## START Extract
Sunbelt Computer Software

Data flow analysis in stackql

Data flow analysis is implemented as multiple passes on:

An initial abstract syntax tree (AST) from the parser.
- Annotated derivatives of the AST.
any-sdk { provider, service, resource, method, schema... } graphs.
gonum DAG adaptations with data flow dependencies representing edges.

Some other aspects of data flow analysis:

Relational algebra is implemented in a coupled RDBMS (embedded sqlite or postgres over TCP). There is a query rewriting process to stringify "containers" for this.
There are transaction control counter objects and corresponding RDBMS columns to bound relational algebra "containers" and future proof for garbage collection. Some mutex protection is in place.
Views in stackql permit clobbering of where clause arguments from outside the view. The canonical case is a document-based view in a provider document. A good example are in test/registry/src/aws/v0.1.0/services/pseudo_s3.yamlat ...s3_bucket_list_and_detail.config.views.select; one can overwrite region here.
Views, subqueries, materialized views and user space tables are modelled as "indirections".

Data flow analysis for indirections ought to be composable:

It should be possible to join heterogeneous collections of these with each other or conventional resources. There should exist recursive and stable data flow analysis.
stackql's max depth parameter should be stably enforced, eagerly. Ie: queries too complex should fail at analysis time.

In other words, the expected behaviour:

Joins, unions etc on indirections work to arbitrary and configurable depth. For depth violations, failure is eager in the analysis phase and error message is plain and in the canonical err stream already widely used.
Data flow analysis includes assurance on required params and viability of projections, joins, etc.
Support for CTEs internal to these indirections is in place.
Mocked robot tests are included in the canonical test suite, covering off this function.

Term	Expansion
AST	Abstract Syntax Tree
CTE	Common Table Expression
DAG	Directed Acyclic Graph
GC	Garbage Collection
RDBMS	Relational Database Management System
TCP	Transmission Control Protocol
## END Extract
▶ _Required actions_
[a] List the four things that the stackql data flow page says are modelled as "indirections".
[b] According to the stackql data flow page, what are the two forms of the coupled RDBMS that implements relational algebra?
[c] Please output everything in the stackql data flow page from "Sunbelt Computer Software" down to "of the AST.".
## START Data listing
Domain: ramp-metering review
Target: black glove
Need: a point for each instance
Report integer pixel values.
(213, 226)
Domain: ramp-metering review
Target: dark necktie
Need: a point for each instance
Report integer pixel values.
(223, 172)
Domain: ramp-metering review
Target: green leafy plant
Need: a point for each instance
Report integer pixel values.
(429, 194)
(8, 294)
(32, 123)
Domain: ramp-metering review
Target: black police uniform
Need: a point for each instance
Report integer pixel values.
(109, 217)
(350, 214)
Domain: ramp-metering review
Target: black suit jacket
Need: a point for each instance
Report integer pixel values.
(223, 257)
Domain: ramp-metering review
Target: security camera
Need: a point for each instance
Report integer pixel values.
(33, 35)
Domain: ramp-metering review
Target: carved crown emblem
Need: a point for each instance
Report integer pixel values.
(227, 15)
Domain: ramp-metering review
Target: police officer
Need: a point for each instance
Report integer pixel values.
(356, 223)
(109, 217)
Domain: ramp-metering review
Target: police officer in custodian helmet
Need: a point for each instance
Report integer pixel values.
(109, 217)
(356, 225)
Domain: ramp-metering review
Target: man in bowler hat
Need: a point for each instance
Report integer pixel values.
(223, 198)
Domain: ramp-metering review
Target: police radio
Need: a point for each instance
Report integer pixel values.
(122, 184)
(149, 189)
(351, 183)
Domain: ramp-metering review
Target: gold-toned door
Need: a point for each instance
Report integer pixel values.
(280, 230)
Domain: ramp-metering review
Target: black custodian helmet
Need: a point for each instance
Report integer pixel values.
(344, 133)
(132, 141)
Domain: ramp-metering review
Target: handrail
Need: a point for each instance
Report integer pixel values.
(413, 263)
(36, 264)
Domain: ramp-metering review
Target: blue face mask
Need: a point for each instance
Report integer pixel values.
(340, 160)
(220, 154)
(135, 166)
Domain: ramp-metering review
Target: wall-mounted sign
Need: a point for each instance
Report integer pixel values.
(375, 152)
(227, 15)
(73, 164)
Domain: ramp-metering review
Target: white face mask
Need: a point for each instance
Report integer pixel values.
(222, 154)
## END Data listing
▶ _Expected outputs_
[a] Views, subqueries, materialized views, and user space tables.

[b] Embedded sqlite, or postgres over TCP.

[c]
Sunbelt Computer Software

Data flow analysis in stackql

Data flow analysis is implemented as multiple passes on:

An initial abstract syntax tree (AST) from the parser.
- Annotated derivatives of the AST.